### Extracted information ###

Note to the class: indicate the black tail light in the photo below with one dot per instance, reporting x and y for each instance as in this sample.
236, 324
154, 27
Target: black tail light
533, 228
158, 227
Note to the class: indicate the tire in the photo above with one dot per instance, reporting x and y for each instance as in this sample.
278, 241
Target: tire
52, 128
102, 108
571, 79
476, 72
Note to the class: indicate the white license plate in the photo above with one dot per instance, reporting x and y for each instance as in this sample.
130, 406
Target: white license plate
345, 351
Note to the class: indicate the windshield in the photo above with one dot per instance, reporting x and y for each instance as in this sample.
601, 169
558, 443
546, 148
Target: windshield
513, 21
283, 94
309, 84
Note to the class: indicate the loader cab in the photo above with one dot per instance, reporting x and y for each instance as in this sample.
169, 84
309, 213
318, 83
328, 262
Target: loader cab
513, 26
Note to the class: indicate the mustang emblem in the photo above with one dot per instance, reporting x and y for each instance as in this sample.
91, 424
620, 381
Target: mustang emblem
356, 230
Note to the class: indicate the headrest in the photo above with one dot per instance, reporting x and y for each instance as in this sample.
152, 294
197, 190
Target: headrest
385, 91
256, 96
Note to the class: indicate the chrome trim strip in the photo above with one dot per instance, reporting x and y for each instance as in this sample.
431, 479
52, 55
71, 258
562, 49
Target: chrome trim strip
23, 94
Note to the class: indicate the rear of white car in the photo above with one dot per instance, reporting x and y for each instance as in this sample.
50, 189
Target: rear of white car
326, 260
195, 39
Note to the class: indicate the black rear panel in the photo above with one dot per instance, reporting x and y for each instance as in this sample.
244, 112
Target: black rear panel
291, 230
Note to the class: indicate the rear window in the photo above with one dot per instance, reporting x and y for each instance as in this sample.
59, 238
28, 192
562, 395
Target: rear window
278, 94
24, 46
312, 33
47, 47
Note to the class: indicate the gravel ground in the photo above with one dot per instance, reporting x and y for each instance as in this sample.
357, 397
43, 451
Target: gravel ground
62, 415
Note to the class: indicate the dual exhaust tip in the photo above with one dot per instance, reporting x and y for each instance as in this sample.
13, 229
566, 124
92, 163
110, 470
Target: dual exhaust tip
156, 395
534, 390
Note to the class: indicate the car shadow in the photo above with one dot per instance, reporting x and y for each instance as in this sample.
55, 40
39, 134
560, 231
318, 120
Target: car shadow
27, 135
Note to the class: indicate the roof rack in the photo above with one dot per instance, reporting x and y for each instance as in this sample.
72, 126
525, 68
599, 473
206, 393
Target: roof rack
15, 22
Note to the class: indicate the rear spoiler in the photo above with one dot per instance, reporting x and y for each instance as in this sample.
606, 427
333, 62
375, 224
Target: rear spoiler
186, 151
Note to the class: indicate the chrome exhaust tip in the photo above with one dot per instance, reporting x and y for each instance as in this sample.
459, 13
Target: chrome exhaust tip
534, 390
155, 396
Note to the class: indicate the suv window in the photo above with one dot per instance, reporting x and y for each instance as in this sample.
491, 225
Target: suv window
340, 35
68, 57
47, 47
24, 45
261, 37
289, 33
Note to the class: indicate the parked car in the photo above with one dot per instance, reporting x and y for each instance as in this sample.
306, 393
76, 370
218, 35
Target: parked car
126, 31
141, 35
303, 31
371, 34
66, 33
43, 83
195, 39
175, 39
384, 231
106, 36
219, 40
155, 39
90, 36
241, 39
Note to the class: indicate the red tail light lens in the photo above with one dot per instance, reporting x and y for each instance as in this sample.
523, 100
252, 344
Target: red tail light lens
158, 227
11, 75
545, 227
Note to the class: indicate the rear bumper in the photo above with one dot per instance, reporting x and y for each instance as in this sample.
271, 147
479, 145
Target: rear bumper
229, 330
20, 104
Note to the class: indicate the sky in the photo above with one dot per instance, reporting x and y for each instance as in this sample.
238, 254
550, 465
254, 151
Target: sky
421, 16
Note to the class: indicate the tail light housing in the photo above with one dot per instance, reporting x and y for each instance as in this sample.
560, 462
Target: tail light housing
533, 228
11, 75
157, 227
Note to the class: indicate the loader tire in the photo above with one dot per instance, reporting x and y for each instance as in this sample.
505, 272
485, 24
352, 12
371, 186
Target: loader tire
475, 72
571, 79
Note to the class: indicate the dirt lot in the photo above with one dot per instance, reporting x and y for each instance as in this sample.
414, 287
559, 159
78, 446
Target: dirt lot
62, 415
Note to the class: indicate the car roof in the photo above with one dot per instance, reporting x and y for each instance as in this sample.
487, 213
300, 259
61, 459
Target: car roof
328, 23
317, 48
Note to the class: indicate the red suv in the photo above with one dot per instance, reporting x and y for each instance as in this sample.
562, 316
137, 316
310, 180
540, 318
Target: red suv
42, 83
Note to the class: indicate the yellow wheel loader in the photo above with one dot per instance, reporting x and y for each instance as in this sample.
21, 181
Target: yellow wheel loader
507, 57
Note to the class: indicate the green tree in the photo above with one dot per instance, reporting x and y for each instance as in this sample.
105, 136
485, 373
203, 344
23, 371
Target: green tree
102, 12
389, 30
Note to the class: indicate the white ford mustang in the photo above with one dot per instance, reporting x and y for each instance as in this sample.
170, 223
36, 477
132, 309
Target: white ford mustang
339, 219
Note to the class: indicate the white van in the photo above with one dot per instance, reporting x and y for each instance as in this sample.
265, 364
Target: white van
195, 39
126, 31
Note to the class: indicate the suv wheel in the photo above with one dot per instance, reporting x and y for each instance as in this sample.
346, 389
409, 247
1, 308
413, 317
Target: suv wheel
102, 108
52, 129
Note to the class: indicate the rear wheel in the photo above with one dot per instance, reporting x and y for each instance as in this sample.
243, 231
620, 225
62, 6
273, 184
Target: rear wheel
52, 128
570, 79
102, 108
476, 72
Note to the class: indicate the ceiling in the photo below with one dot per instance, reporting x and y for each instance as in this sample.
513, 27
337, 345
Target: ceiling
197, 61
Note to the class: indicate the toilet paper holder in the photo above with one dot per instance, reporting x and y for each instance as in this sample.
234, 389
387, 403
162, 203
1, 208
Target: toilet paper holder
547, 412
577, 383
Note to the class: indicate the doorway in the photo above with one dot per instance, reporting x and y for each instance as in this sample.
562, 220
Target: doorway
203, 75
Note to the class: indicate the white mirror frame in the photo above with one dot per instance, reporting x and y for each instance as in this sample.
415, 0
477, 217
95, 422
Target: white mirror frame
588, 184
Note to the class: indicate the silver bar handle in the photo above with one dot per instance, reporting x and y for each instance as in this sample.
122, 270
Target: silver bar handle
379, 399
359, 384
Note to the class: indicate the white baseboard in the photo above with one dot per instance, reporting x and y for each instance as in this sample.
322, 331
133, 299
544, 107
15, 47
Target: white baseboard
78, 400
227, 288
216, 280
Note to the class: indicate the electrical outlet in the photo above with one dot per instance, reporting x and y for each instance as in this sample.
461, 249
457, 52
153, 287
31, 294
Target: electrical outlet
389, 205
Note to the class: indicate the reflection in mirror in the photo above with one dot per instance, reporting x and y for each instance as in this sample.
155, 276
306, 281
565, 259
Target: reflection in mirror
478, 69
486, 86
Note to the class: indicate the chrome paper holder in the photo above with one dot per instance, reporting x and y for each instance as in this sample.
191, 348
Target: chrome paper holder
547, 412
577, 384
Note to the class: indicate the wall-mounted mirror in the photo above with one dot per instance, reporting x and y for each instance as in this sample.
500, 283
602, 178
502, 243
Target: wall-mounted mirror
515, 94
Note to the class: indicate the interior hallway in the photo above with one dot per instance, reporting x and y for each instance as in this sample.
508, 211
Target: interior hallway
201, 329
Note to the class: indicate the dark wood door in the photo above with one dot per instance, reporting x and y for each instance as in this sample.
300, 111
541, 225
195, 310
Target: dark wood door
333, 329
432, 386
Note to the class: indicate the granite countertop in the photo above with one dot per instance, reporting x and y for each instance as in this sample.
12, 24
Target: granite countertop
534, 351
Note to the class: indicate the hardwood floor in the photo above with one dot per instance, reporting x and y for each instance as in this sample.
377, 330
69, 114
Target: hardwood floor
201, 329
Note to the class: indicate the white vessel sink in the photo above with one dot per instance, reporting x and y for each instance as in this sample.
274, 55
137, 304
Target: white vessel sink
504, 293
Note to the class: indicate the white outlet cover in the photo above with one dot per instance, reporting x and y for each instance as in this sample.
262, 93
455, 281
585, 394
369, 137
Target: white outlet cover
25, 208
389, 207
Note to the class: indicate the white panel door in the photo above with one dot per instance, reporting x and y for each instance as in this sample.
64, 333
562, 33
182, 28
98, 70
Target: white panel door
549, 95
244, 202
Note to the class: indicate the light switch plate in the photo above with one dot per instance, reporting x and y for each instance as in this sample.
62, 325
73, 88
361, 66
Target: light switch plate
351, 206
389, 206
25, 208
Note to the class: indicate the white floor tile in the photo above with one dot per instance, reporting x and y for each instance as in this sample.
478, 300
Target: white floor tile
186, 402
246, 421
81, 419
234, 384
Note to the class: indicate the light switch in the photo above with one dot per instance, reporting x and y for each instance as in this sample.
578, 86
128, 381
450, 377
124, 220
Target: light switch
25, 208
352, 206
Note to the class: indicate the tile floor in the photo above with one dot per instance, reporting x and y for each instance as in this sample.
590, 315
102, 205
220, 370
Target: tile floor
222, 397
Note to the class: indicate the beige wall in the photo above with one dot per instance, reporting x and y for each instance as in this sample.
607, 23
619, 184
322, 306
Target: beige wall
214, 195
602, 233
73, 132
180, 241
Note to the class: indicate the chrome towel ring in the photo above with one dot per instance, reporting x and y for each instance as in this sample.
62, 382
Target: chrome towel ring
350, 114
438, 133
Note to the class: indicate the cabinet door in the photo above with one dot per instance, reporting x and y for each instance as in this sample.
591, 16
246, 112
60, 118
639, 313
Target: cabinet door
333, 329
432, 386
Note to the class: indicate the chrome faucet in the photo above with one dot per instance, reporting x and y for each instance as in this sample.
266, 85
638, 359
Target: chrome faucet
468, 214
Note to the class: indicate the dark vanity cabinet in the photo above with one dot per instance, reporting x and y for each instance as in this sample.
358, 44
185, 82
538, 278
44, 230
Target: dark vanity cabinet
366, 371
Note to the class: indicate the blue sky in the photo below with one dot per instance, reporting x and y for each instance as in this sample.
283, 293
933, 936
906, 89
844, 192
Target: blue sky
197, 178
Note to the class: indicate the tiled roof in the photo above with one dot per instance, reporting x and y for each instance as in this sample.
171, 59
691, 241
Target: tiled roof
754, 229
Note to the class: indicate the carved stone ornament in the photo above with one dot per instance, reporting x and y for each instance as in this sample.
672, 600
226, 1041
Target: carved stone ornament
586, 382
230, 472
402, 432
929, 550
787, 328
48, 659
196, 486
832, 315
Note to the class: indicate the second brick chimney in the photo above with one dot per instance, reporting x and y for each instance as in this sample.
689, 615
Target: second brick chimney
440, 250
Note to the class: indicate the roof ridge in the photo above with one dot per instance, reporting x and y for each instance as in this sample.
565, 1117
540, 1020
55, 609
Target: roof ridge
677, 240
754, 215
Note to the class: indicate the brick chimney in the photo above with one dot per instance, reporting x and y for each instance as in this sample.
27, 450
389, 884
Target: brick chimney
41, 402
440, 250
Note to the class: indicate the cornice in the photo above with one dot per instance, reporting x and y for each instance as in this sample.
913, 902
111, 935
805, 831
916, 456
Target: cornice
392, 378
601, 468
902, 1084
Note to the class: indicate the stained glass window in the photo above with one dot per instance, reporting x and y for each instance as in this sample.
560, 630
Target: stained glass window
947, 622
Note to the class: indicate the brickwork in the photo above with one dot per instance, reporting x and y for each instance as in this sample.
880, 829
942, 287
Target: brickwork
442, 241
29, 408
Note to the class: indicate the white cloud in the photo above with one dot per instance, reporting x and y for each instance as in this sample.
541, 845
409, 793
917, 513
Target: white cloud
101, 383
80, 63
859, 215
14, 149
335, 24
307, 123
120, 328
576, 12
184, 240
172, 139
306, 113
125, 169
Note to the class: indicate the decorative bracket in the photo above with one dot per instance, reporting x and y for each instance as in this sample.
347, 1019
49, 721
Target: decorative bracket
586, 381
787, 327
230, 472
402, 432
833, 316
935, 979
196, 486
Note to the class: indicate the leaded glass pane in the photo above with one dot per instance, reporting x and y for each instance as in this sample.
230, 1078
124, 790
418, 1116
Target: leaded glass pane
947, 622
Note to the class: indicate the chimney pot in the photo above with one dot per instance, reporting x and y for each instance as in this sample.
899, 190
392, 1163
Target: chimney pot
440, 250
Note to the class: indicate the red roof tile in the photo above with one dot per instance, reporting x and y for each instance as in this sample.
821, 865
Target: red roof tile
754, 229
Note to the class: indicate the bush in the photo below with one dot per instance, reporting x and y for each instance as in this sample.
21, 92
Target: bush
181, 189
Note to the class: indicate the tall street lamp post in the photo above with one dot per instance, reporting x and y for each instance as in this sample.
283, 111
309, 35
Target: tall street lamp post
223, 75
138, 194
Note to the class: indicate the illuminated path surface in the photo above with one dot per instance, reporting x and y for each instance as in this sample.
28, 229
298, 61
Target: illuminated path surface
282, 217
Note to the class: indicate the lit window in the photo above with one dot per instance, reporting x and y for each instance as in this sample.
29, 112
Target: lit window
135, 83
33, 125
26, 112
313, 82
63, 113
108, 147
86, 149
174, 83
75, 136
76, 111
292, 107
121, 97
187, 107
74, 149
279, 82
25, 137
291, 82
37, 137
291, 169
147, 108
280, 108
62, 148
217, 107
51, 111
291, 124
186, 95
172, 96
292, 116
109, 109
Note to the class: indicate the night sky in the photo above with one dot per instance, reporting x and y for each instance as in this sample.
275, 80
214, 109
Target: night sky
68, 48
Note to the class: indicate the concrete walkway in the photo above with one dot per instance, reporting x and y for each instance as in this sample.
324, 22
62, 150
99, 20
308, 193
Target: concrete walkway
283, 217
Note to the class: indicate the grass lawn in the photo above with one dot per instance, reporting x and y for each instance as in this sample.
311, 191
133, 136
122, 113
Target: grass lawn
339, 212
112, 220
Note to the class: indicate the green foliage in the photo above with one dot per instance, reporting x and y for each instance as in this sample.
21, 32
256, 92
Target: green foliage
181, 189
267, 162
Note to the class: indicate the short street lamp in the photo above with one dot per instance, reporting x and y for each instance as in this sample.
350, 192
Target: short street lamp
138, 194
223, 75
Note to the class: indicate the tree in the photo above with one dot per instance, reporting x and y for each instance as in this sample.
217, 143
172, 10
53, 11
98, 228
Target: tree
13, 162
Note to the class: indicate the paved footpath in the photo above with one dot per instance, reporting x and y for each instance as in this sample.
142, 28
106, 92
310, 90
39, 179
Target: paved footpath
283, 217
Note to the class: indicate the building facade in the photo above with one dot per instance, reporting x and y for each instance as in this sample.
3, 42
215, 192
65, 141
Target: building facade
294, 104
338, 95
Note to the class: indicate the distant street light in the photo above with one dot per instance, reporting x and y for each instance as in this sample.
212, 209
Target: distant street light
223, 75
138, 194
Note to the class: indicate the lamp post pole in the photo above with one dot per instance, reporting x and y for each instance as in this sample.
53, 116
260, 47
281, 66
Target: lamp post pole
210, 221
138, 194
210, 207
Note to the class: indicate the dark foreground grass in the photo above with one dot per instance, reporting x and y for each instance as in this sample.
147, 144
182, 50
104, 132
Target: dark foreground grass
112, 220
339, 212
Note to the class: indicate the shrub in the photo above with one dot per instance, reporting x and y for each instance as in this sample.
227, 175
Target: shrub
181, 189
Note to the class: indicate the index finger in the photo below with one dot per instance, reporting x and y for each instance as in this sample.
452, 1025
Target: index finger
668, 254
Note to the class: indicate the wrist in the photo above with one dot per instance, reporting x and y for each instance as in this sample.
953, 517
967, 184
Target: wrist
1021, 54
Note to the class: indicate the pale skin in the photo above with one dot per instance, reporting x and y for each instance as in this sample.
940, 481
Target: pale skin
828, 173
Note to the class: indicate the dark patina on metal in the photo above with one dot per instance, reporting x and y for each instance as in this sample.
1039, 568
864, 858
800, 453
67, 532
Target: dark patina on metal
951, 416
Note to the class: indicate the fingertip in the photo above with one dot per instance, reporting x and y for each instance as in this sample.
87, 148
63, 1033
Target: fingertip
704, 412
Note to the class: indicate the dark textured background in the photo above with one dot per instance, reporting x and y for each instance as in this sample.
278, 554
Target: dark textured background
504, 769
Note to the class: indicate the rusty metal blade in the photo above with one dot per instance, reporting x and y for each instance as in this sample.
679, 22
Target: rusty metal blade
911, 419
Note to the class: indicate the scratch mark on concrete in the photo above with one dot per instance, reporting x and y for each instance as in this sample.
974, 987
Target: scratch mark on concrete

###

• **Problem**
Exactly one number is the answer: how many lines in the data include the word "scratch".

• **Exercise answer**
2